+++ Input data
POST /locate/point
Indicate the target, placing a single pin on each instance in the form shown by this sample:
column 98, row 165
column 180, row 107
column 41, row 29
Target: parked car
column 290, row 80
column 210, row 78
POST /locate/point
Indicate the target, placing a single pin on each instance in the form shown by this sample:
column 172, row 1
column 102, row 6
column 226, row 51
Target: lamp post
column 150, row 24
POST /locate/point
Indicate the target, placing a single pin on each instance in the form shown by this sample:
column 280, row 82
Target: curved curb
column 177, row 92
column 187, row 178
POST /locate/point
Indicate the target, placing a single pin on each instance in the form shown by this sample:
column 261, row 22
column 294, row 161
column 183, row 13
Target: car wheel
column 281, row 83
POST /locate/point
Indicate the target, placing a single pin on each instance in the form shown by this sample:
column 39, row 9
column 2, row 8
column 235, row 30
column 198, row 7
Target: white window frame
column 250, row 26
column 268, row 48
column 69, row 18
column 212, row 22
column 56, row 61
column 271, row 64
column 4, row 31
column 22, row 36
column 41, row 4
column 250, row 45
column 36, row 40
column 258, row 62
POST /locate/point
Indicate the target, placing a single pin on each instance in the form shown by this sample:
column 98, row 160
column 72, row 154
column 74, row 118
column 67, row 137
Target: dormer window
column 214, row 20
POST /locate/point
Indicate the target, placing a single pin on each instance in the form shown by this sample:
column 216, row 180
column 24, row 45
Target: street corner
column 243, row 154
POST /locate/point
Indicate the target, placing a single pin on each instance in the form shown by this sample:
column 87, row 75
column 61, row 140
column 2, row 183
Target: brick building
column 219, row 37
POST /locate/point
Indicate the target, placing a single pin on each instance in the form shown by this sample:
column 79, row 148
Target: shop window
++++++
Transcribe all the entries, keeping each one exactly as it is.

> _Reply to the task_
POST /locate/point
Indicate the target, placing a single pin on each instance in the form shown by this sample:
column 98, row 165
column 180, row 107
column 41, row 29
Target: parked car
column 290, row 80
column 210, row 78
POST /locate/point
Indicate the target, placing a single pin on each instance in the form shown by this sample:
column 172, row 1
column 102, row 6
column 226, row 51
Target: lamp post
column 150, row 24
POST /locate/point
Indicate the target, placing a single pin on each instance in the form shown by this sample:
column 280, row 82
Target: curved curb
column 177, row 92
column 187, row 178
POST /locate/point
Indicate the target, placing a single pin on each instance in the form shown by this sample:
column 261, row 22
column 294, row 161
column 183, row 13
Target: car wheel
column 281, row 83
POST /locate/point
Indicate the target, placing a single pin on each instance in the form shown by this sample:
column 39, row 9
column 2, row 8
column 235, row 30
column 198, row 7
Target: white window frame
column 250, row 26
column 268, row 48
column 69, row 18
column 212, row 22
column 56, row 61
column 271, row 64
column 4, row 31
column 22, row 36
column 41, row 4
column 250, row 45
column 36, row 40
column 258, row 62
POST /locate/point
Indicate the target, placing a single pin on each instance in the form shown by this sample:
column 98, row 160
column 72, row 154
column 74, row 118
column 67, row 137
Target: dormer window
column 214, row 20
POST /locate/point
Indicate the target, placing a single pin on each instance in the form shown by this sample:
column 216, row 180
column 24, row 45
Target: street corner
column 243, row 154
POST /locate/point
Indicate the target, placing a single pin on each instance in the form shown by this sample:
column 87, row 75
column 61, row 140
column 2, row 183
Target: brick building
column 219, row 37
POST /locate/point
Indicate the target, placing a single pin on each instance in the form shown by this sample:
column 79, row 148
Target: shop window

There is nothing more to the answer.